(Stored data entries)
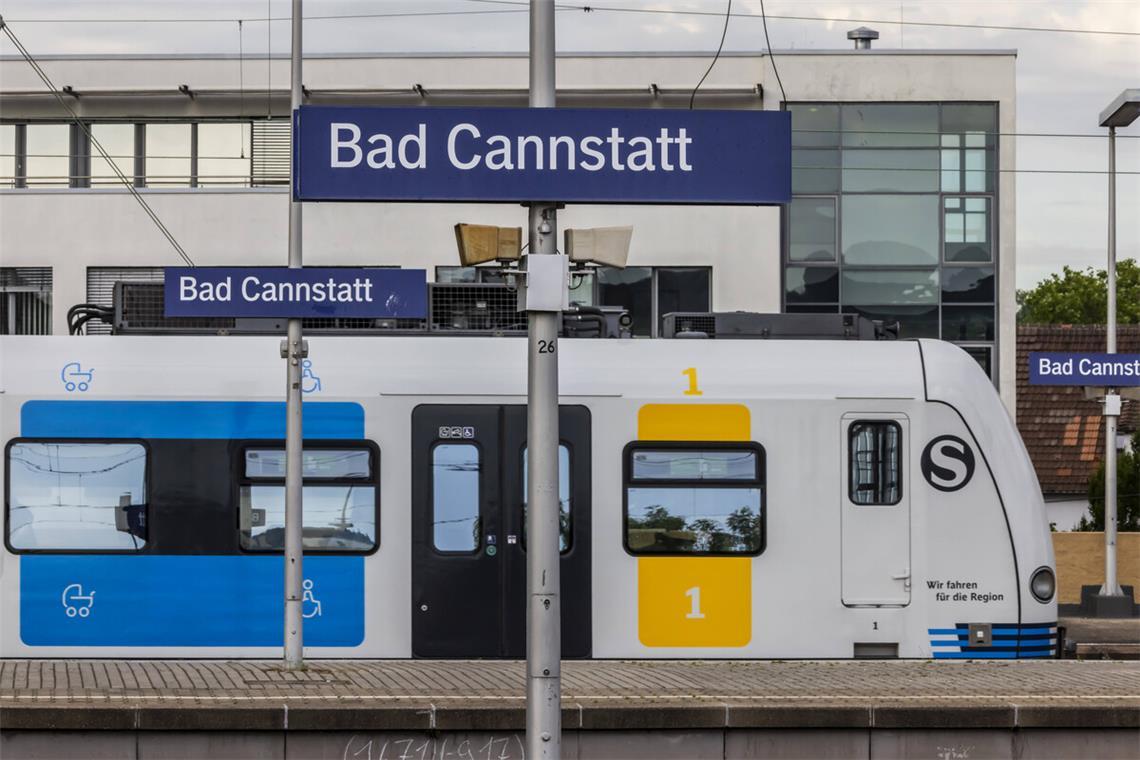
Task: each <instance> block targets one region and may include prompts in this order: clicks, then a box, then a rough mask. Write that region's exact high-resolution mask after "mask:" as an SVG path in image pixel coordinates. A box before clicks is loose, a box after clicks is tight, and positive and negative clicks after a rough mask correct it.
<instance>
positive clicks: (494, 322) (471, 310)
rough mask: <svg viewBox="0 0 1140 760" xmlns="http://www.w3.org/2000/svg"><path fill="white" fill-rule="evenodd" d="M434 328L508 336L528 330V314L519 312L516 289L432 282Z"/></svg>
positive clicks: (430, 292) (432, 299) (489, 286)
mask: <svg viewBox="0 0 1140 760" xmlns="http://www.w3.org/2000/svg"><path fill="white" fill-rule="evenodd" d="M427 288H429V291H427V300H429V303H430V304H431V329H432V330H434V332H447V333H483V334H486V333H490V334H492V335H505V334H513V333H520V334H521V333H526V332H527V313H526V312H522V311H516V303H518V300H516V297H515V291H513V289H508V288H507V286H506V285H484V284H467V283H463V284H461V283H447V284H435V283H433V284H430V285H429V286H427Z"/></svg>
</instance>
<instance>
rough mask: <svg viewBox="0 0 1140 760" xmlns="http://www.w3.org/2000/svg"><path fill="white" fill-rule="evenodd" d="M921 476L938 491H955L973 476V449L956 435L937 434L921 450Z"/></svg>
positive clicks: (964, 441)
mask: <svg viewBox="0 0 1140 760" xmlns="http://www.w3.org/2000/svg"><path fill="white" fill-rule="evenodd" d="M921 467H922V476H923V477H926V480H927V483H930V485H933V487H934V488H936V489H938V490H939V491H947V492H948V491H956V490H959V489H960V488H963V487H964V485H966V484H967V483H969V482H970V479H971V477H974V451H971V450H970V447H969V446H968V444H967V443H966V441H963V440H962V439H960V438H958V436H956V435H939V436H938V438H936V439H935V440H933V441H930V442H929V443H927V448H926V449H923V450H922V463H921Z"/></svg>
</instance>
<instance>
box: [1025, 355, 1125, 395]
mask: <svg viewBox="0 0 1140 760" xmlns="http://www.w3.org/2000/svg"><path fill="white" fill-rule="evenodd" d="M1029 384H1031V385H1089V386H1097V387H1108V386H1113V387H1127V386H1134V385H1135V386H1140V353H1048V352H1032V353H1029Z"/></svg>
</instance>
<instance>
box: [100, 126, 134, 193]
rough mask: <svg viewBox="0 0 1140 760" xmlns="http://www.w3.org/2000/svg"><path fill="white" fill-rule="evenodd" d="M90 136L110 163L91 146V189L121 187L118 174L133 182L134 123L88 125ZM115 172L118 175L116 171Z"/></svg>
mask: <svg viewBox="0 0 1140 760" xmlns="http://www.w3.org/2000/svg"><path fill="white" fill-rule="evenodd" d="M91 137H93V138H95V139H96V140H97V141H98V142H99V145H100V146H103V149H104V150H106V152H107V156H108V157H109V158H111V161H107V160H106V158H104V157H103V154H100V153H99V149H98V148H96V147H95V146H93V145H92V146H91V152H90V155H91V187H122V183H123V181H122V179H120V174H122V177H124V178H127V180H128V181H130V182H133V181H135V157H136V154H137V152H136V150H135V124H123V123H101V124H91ZM115 170H117V172H116V171H115Z"/></svg>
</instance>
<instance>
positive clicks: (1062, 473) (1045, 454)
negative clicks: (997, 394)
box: [1017, 325, 1140, 497]
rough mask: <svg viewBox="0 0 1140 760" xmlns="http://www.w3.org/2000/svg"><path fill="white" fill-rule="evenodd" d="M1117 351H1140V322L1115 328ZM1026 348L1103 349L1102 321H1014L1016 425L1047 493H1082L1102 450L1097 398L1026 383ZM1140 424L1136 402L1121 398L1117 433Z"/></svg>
mask: <svg viewBox="0 0 1140 760" xmlns="http://www.w3.org/2000/svg"><path fill="white" fill-rule="evenodd" d="M1116 350H1117V351H1119V352H1122V353H1125V352H1126V353H1140V325H1121V326H1117V329H1116ZM1031 351H1089V352H1100V353H1102V352H1104V351H1105V326H1104V325H1019V326H1018V328H1017V427H1018V431H1020V433H1021V439H1023V440H1024V441H1025V448H1026V449H1028V450H1029V458H1031V459H1032V460H1033V466H1034V468H1035V469H1036V471H1037V480H1039V481H1040V482H1041V490H1042V491H1043V492H1044V495H1045V496H1047V497H1048V496H1084V495H1085V493H1088V490H1089V477H1090V476H1091V475H1092V474H1093V473H1094V472H1096V471H1097V466H1098V464H1099V463H1100V460H1101V458H1102V457H1104V452H1105V427H1104V417H1102V416H1101V414H1100V412H1101V407H1100V403H1099V402H1098V401H1097V400H1096V399H1091V400H1086V399H1085V398H1084V391H1083V389H1081V387H1070V386H1066V385H1029V352H1031ZM1138 427H1140V401H1130V400H1125V401H1124V411H1123V414H1122V416H1121V422H1119V426H1118V432H1119V433H1122V434H1123V433H1130V432H1133V431H1135V430H1137V428H1138Z"/></svg>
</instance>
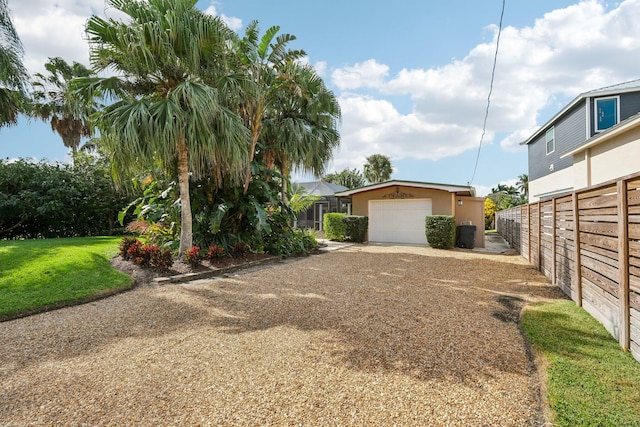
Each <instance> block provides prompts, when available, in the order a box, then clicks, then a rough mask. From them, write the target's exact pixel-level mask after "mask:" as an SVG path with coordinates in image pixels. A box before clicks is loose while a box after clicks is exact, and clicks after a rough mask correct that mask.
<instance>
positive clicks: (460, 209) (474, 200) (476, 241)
mask: <svg viewBox="0 0 640 427" xmlns="http://www.w3.org/2000/svg"><path fill="white" fill-rule="evenodd" d="M403 195H404V197H405V198H408V199H431V208H432V214H433V215H454V216H455V218H456V225H461V224H463V223H469V222H471V224H472V225H475V226H476V227H477V230H476V242H475V245H476V247H479V248H483V247H484V243H485V242H484V198H481V197H457V196H456V195H455V194H454V193H450V192H448V191H444V190H435V189H427V188H416V187H409V186H391V187H385V188H379V189H377V190H371V191H365V192H362V193H357V194H353V195H352V196H351V199H352V203H353V215H362V216H369V201H370V200H386V199H389V198H402V196H403ZM385 196H387V197H385ZM459 199H460V200H462V206H459V205H458V200H459Z"/></svg>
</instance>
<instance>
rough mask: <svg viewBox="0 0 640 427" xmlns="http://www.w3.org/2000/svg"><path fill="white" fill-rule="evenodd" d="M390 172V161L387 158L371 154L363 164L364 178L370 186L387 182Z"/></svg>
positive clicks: (379, 155)
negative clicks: (371, 185)
mask: <svg viewBox="0 0 640 427" xmlns="http://www.w3.org/2000/svg"><path fill="white" fill-rule="evenodd" d="M392 172H393V168H392V166H391V159H389V157H388V156H385V155H384V154H372V155H371V156H369V157H367V162H366V163H365V164H364V177H365V178H366V179H367V181H369V182H370V183H371V184H377V183H379V182H384V181H388V180H389V179H390V178H391V173H392Z"/></svg>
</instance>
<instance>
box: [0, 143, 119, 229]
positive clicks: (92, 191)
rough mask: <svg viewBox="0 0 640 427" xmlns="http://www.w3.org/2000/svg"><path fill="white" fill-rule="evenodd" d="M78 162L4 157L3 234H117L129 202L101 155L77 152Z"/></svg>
mask: <svg viewBox="0 0 640 427" xmlns="http://www.w3.org/2000/svg"><path fill="white" fill-rule="evenodd" d="M78 154H79V155H78V158H77V161H76V162H75V164H74V165H73V166H72V165H68V164H50V163H46V162H40V163H30V162H27V161H24V160H19V161H15V162H9V161H2V160H0V238H9V239H11V238H42V237H72V236H91V235H98V234H100V235H103V234H107V233H110V234H111V233H114V232H115V231H116V228H115V227H116V224H117V215H118V212H119V211H120V210H121V209H122V206H124V205H126V204H127V203H128V201H127V199H126V197H125V196H124V195H123V194H121V193H119V192H118V191H116V189H115V186H114V184H113V180H112V179H111V176H110V174H109V170H108V166H107V165H106V163H105V162H104V160H103V159H100V158H95V157H93V156H89V155H86V154H84V153H78Z"/></svg>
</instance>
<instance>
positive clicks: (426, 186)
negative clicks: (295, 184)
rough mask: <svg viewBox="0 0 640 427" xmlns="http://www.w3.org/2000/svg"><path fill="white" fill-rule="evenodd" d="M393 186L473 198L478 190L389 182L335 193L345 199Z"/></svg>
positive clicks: (443, 186) (383, 182)
mask: <svg viewBox="0 0 640 427" xmlns="http://www.w3.org/2000/svg"><path fill="white" fill-rule="evenodd" d="M393 186H404V187H415V188H427V189H434V190H445V191H448V192H449V193H455V192H457V191H468V192H469V193H471V196H472V197H475V195H476V189H475V188H474V187H471V186H463V185H449V184H436V183H430V182H416V181H387V182H381V183H379V184H372V185H367V186H365V187H360V188H354V189H352V190H346V191H341V192H339V193H335V195H336V196H340V197H344V196H351V195H353V194H356V193H362V192H365V191H372V190H378V189H380V188H386V187H393Z"/></svg>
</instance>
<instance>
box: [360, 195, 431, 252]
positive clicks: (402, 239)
mask: <svg viewBox="0 0 640 427" xmlns="http://www.w3.org/2000/svg"><path fill="white" fill-rule="evenodd" d="M427 215H431V199H411V200H370V201H369V241H370V242H389V243H414V244H421V245H425V244H426V243H427V238H426V237H425V234H424V221H425V217H426V216H427Z"/></svg>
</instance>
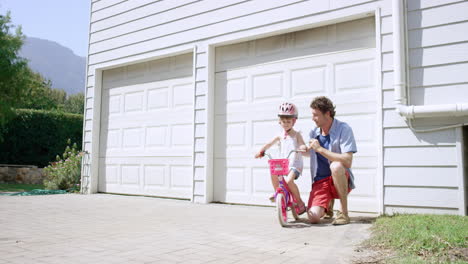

## [Directions]
In the records above, how many lines hold the string "that"? Only the number should be given.

## [Problem solution]
2